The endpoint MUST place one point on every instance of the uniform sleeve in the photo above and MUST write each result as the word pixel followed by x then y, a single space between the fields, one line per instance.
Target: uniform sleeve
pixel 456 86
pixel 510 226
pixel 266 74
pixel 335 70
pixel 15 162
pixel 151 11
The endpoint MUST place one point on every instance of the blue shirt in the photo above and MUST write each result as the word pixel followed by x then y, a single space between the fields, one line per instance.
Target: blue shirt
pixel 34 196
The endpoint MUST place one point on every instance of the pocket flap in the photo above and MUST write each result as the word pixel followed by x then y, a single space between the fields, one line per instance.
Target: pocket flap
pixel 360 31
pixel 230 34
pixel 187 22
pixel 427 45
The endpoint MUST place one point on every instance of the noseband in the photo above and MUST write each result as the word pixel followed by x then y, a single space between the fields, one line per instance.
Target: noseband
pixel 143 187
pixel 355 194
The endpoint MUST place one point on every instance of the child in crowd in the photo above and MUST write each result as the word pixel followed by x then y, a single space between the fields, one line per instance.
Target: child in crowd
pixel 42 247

* * *

# Written exercise
Return word for word the lines starting with the line that contains "of the child" and going on through the last line of the items.

# Output
The endpoint MUST place one point on every instance of the child in crowd in the photo above and MUST write each result as the word pixel followed by x then y, a single space between the fields, one line per instance.
Target: child in crowd
pixel 42 247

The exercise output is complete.